THE INPUT:
-- Start --

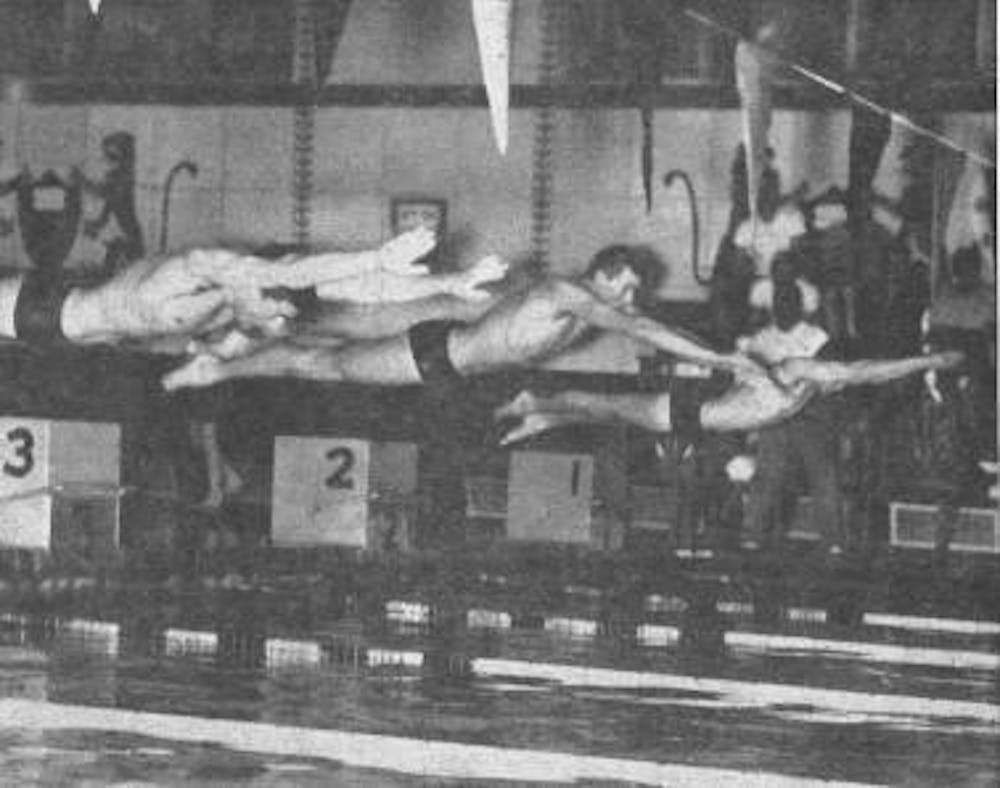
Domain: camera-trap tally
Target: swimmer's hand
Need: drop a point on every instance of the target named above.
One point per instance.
(152, 298)
(400, 255)
(468, 284)
(742, 365)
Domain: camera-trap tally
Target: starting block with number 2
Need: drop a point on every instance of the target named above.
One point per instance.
(343, 491)
(60, 486)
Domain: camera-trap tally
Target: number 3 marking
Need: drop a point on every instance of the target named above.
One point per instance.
(25, 443)
(339, 479)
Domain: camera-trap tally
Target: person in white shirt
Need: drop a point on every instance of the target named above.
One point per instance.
(807, 440)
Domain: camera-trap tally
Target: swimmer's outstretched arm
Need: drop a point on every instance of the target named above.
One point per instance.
(388, 287)
(398, 256)
(578, 301)
(757, 403)
(150, 299)
(832, 376)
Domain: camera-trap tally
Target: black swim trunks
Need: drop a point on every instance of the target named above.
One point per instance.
(686, 398)
(429, 345)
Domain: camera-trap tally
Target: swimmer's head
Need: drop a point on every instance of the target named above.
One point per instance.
(787, 307)
(967, 268)
(623, 275)
(829, 214)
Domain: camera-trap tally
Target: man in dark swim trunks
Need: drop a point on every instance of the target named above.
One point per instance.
(522, 328)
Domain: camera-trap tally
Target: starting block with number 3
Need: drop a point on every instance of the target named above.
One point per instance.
(343, 491)
(574, 498)
(60, 486)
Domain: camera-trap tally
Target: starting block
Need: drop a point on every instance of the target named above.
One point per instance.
(60, 486)
(963, 530)
(573, 498)
(343, 491)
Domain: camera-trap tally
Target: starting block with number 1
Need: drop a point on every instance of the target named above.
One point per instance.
(568, 497)
(60, 486)
(343, 491)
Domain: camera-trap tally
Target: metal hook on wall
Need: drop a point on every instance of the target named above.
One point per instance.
(182, 166)
(668, 181)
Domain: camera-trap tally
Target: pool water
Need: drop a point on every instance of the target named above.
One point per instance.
(445, 671)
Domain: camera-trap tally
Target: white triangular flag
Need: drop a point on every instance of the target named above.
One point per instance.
(492, 19)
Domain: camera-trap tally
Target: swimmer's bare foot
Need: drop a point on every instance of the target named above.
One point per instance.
(523, 404)
(399, 255)
(201, 371)
(467, 284)
(233, 344)
(532, 424)
(945, 360)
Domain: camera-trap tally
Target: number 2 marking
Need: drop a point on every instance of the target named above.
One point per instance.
(25, 442)
(339, 479)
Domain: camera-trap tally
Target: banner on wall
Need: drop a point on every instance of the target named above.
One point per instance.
(492, 20)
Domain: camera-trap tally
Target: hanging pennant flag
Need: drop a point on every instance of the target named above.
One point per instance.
(647, 155)
(754, 69)
(492, 19)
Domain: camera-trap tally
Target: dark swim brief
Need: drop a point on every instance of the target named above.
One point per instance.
(686, 398)
(429, 345)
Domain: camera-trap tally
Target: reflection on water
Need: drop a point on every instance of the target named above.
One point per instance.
(698, 671)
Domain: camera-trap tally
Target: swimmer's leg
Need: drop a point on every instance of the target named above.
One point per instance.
(387, 362)
(378, 321)
(387, 287)
(649, 411)
(832, 376)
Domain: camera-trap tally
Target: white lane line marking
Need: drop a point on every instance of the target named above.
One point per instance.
(953, 625)
(871, 652)
(748, 694)
(422, 757)
(189, 642)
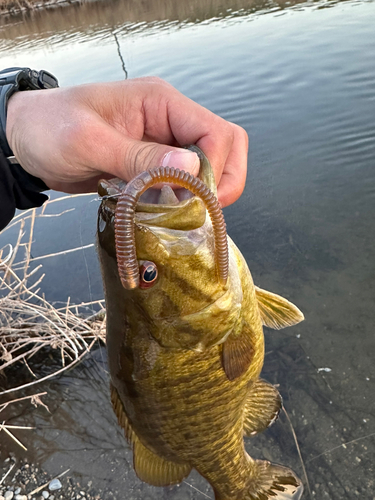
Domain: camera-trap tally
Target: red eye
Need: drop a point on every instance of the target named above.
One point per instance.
(148, 274)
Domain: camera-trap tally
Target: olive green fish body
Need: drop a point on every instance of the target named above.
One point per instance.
(185, 357)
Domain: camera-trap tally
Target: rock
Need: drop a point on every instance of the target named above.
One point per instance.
(54, 485)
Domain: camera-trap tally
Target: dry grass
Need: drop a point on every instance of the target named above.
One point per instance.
(28, 322)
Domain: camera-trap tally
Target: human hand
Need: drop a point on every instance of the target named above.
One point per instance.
(71, 137)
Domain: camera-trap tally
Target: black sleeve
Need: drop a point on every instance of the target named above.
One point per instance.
(18, 189)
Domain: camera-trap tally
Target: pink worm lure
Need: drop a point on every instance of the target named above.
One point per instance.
(125, 227)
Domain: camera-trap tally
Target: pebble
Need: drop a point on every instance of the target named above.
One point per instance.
(54, 485)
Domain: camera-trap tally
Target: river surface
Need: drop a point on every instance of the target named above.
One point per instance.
(300, 78)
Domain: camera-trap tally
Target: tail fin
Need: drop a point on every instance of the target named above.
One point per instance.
(269, 481)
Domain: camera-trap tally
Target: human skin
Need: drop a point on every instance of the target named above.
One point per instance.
(71, 137)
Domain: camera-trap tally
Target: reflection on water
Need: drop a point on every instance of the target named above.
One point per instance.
(301, 81)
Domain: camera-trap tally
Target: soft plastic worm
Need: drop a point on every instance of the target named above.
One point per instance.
(124, 220)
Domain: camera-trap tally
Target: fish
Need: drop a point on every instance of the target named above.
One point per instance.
(185, 337)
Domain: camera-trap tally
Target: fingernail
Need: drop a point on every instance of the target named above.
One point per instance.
(182, 159)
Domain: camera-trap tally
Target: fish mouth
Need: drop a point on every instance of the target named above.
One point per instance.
(165, 207)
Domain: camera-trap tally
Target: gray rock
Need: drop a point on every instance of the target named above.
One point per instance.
(54, 485)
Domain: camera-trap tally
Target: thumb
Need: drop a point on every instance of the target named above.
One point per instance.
(140, 156)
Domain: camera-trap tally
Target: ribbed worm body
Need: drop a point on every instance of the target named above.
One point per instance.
(124, 220)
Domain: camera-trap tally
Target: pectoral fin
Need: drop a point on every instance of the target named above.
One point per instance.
(149, 467)
(275, 311)
(237, 354)
(262, 407)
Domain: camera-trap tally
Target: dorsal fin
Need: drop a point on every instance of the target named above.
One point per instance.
(275, 311)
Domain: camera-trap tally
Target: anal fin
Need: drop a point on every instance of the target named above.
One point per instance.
(155, 470)
(275, 311)
(237, 353)
(148, 466)
(262, 407)
(122, 418)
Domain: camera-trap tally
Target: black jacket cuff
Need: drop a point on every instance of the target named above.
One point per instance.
(18, 189)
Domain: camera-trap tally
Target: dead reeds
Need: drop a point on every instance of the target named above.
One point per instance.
(29, 323)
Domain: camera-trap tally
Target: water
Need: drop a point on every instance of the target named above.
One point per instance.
(300, 78)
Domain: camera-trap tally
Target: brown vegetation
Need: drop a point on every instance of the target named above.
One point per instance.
(29, 323)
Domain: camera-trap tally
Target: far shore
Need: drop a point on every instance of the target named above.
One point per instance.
(11, 7)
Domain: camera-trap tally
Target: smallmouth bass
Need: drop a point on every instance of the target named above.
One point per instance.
(185, 340)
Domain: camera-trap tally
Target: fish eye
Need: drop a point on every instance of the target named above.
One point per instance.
(148, 273)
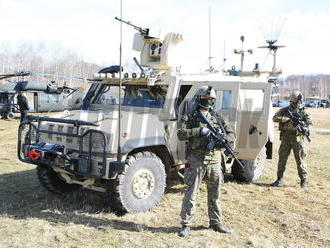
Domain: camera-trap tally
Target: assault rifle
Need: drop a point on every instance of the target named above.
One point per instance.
(143, 31)
(297, 122)
(219, 139)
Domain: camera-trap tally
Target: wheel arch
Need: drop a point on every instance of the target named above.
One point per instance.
(161, 151)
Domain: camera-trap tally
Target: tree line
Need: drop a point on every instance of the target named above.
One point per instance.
(54, 59)
(312, 86)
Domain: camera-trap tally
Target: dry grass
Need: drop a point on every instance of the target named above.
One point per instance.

-- End --

WHAT YOU WILL DO:
Every line above should be repeated exactly; pictures stay out of the copy.

WRITTEN ANSWER:
Domain: camera-trap tally
Target: swimmer's hand
Need: drop a point on every instance of the target named above.
One point per instance.
(152, 298)
(400, 255)
(468, 284)
(742, 365)
Domain: camera-trap tally
Target: starting block with number 2
Need: drop a point on every instance of the target named above.
One point per instance.
(343, 491)
(60, 486)
Domain: camera-trap tally
Target: number 3 marking
Need: drop a point on every instance of the target named above.
One point per instance.
(25, 443)
(339, 479)
Domain: camera-trap tally
Target: person in white shirt
Need: drop a point on every instance of the target named above.
One point per instance.
(807, 440)
Domain: camera-trap tally
Target: swimmer's outstretched arm
Need: drop a point on every instance of the target named above.
One point per instance.
(388, 287)
(398, 256)
(578, 301)
(757, 403)
(150, 299)
(832, 376)
Domain: camera-trap tally
Target: black swim trunks
Need: drop a point on every instance of the target named above.
One point per instance.
(686, 398)
(429, 345)
Domain: camera-trap tally
Target: swimmer's head
Need: drop a point on every instance of the target named above.
One point per instance.
(787, 307)
(967, 268)
(623, 275)
(829, 214)
Domain: camera-trap tally
Target: man in dark swim trunks
Need: drop a point on every instance of the target named above.
One point per instance.
(522, 328)
Domain: camera-trap tally
Target: starting block with number 3
Need: drop a point on every instance of the target named above.
One point per instance.
(343, 491)
(574, 498)
(60, 486)
Domain: camera-trap tally
Target: starting block
Need: drop a point on every instance of the target named above.
One point per instance.
(60, 486)
(963, 530)
(573, 498)
(343, 491)
Domain: camera-trap tally
Target: starting block with number 1
Need: drop a point on every instance of the target named above.
One point per instance.
(568, 497)
(60, 486)
(343, 491)
Domain: camera-trap tally
Target: metal hook on wall
Need: drop a point on every instance of the target named above.
One point per instance.
(182, 166)
(668, 181)
Domain: camera-trap tally
Target: pool water
Need: drop a point on every instance of the target named above.
One point per instance.
(445, 671)
Domain: camera-trap tally
Target: white triangular flag
Need: drop a point on every instance of the target named above.
One point per instance.
(492, 19)
Domain: camera-trap tally
Target: swimmer's bare foot
Need: drop a point on every instance of the target named above.
One point per instance.
(523, 404)
(399, 255)
(201, 371)
(467, 284)
(233, 344)
(532, 424)
(945, 360)
Domain: camera-trap tally
Target: number 2 marking
Need: drop a point on every instance of the target named above.
One point per instance.
(25, 442)
(339, 479)
Domain: camera-trap tally
Target: banner on wall
Need: drop a point on every instance of the target named above.
One point per instance.
(492, 20)
Domain: camera-trap tally
Target: hanging pennant flag
Need: drop a point on every instance of the target named above.
One point per instance.
(647, 155)
(754, 69)
(492, 19)
Domain: camera-trap tally
Target: dark swim brief
Need: drop a point on every instance of the target named above.
One point per instance.
(686, 398)
(429, 345)
Domain: camera-trap tally
Target: reflection on water
Need: drop a point on every instance of the target named above.
One point per instance.
(698, 671)
Domain: camera-trap tally
Target: swimmer's leg
Need: drop a point on every instance of the target named above.
One point per instance.
(387, 362)
(378, 321)
(387, 287)
(649, 411)
(832, 376)
Domain: camera-trap tally
Target: white lane line marking
Need: drop a point on every instance of the target named above.
One point per instance.
(953, 625)
(871, 652)
(748, 694)
(422, 757)
(189, 642)
Domain: camera-trap tally
Target: red eye
Need: drop a point on every instance of the target named above.
One point per instance.
(148, 274)
Domain: camera-trap tally
Target: olive green fish body
Need: drop a point on every instance of the target named above.
One point per instance.
(185, 357)
Domain: camera-trap tally
Target: rock
Need: drop a point on every instance of the target named above.
One point per instance.
(54, 485)
Domain: camera-trap tally
Target: dry grass
Need: drop a point on every instance of the target named above.
One point per instance.
(28, 322)
Domain: camera-trap tally
Target: human hand
Need: drop a point on every instance of the target named above.
One point per instance.
(71, 137)
Domain: camera-trap tally
Target: black sleeve
Need: drop a point on every instance of the target named above.
One point per instance.
(18, 189)
Domain: camera-trap tally
Target: pink worm lure
Need: drop a point on every instance of the target named above.
One point per instance.
(125, 227)
Domain: camera-trap tally
Target: pebble
Need: drop a point on every instance of the target named above.
One point per instance.
(54, 485)
Domain: camera-trap tally
Target: river surface
Need: drop a point on every instance of the target named above.
One point per instance.
(300, 78)
Domain: camera-trap tally
Target: tail fin
Need: drop a point on every instance of the target named above.
One point per instance.
(269, 481)
Domain: camera-trap tally
Target: human skin
Need: drop a point on every instance of the target named above.
One point per instance.
(71, 137)
Domain: camera-trap tally
Target: reflection on water
Need: drop a point on every instance of the target named above.
One point per instance.
(301, 81)
Domain: camera-trap tally
Target: soft plastic worm
Need: drop a point on every instance of the target named above.
One point per instance.
(124, 220)
Domain: camera-trap tally
Target: fish
Need: drop a point on every instance of the target named above.
One point per instance.
(185, 337)
Domain: camera-trap tally
Target: fingernail
Need: drop a point on every instance of the target named above.
One point per instance.
(182, 159)
Domain: camera-trap tally
Target: fish mouth
Need: drop a point on every instance of the target named above.
One point per instance.
(165, 207)
Domain: camera-trap tally
Target: gray rock
Need: drop a point on every instance of the target named above.
One point per instance.
(54, 485)
Domain: camera-trap tally
Target: thumb
Need: drop a point on every instance of the target named above.
One point per instance.
(140, 156)
Domain: camera-trap tally
Target: ribbed worm body
Need: drop a point on every instance of the target named above.
One point per instance.
(124, 220)
Domain: camera-trap tally
Target: pectoral fin
Need: drop a point on every instance of the target named above.
One point per instance.
(149, 467)
(275, 311)
(237, 354)
(262, 407)
Domain: camera-trap tally
Target: dorsal fin
Need: drop a point on every instance of the target named above.
One point per instance.
(275, 311)
Domain: camera-trap tally
Target: anal fin
Need: drop a point on every instance of the target named above.
One point per instance.
(155, 470)
(275, 311)
(237, 353)
(148, 466)
(262, 407)
(122, 418)
Domain: camera-trap tally
Target: black jacket cuff
Need: drop a point on every instance of the target named above.
One point per instance.
(18, 189)
Domain: camera-trap tally
Target: dead reeds
Need: drop a point on every instance of the target named above.
One point per instance.
(29, 323)
Domain: camera-trap tally
Target: water
Need: drop a point on every instance of the target named above.
One point per instance.
(300, 78)
Domain: camera-trap tally
Target: brown vegetation
Need: drop a point on every instance of the target named above.
One point per instance.
(29, 323)
Domain: camera-trap tally
Target: far shore
Need: drop a point on every instance of the target named above.
One point per instance.
(11, 7)
Domain: camera-trap tally
Target: smallmouth bass
Need: drop a point on every instance of the target named above.
One point per instance.
(185, 340)
Domain: camera-trap tally
Target: fish eye
Need: drop a point on every instance of the target named above.
One point per instance.
(148, 273)
Domain: camera-trap tally
Target: assault rifle
Need: drop a point on every instance of the target named above.
One point per instance.
(143, 31)
(297, 122)
(219, 139)
Domain: camera-trap tally
Target: wheel arch
Need: drop a point on every instance of the target named above.
One point per instance.
(161, 151)
Domain: camera-trap tally
Target: tree line
Need: drop a point on every instance of the target named above.
One point per instance.
(54, 59)
(312, 86)
Domain: camera-trap tally
Target: dry grass
Need: drop a point on every instance of the target named above.
One point per instance.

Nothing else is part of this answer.